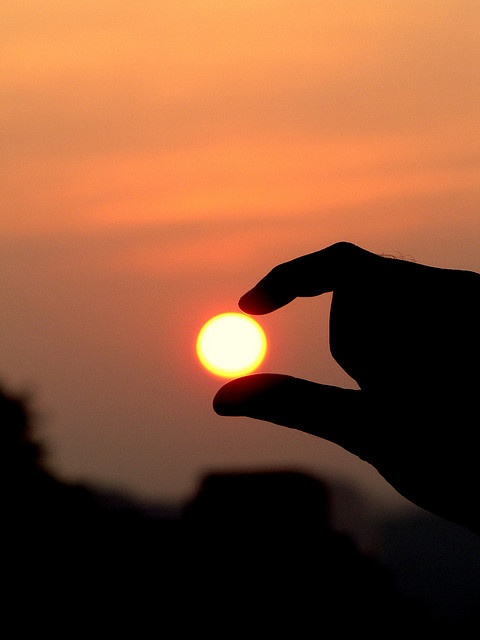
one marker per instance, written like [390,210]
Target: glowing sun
[231,344]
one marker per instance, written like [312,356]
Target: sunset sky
[160,156]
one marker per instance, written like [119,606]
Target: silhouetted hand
[409,335]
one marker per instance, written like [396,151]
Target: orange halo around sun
[231,344]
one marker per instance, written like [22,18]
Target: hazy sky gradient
[160,157]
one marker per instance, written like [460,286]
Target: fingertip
[238,396]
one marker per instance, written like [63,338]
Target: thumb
[329,412]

SHORT EXERCISE>
Give everything from the line containing "one marker per instance, written like [312,356]" down through the last line of the data above as a JSON list of strings, one string per line and no blank lines.

RESULT OF THE EXERCISE>
[
  "one marker per instance, written like [312,356]",
  "Target: sunset sky",
  "[160,156]",
  "one marker per instance, written like [119,606]",
  "Target: silhouetted hand",
  "[409,335]",
  "one marker per instance, written like [396,151]",
  "Target: orange halo around sun",
  "[231,344]",
  "one marker per instance, written like [22,18]",
  "Target: hazy sky gradient",
  "[160,157]",
  "one marker per instance, written like [460,286]",
  "Target: fingertip",
  "[238,396]",
  "one marker per instance, written like [63,338]",
  "Target: thumb",
  "[329,412]"
]